(Action item): The expected response is a copy of every line in the entries below that includes the word "pick".

(Data records)
▬▬▬▬▬▬▬▬▬▬

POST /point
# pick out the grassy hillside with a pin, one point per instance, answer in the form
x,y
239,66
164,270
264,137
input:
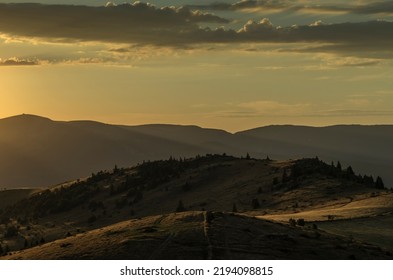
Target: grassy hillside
x,y
202,235
282,191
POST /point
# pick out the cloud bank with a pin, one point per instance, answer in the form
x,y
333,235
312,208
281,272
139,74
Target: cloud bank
x,y
13,61
381,7
140,23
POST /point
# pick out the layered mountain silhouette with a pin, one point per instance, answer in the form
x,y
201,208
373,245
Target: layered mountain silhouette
x,y
38,152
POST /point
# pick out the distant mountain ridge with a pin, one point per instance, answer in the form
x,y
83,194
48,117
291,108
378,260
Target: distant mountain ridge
x,y
38,152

▬▬▬▬▬▬▬▬▬▬

(Your solution):
# pick out the grassy hillside with a pin, one point per instance, answer in the form
# pick out the cloud bank with a pin, one point per instance, answer in the form
# pick out the layered mountain silhouette with a pin, one point per instance, answer in the form
# pick out the distant mountain ridge with a pin, one point per instance, answer in the form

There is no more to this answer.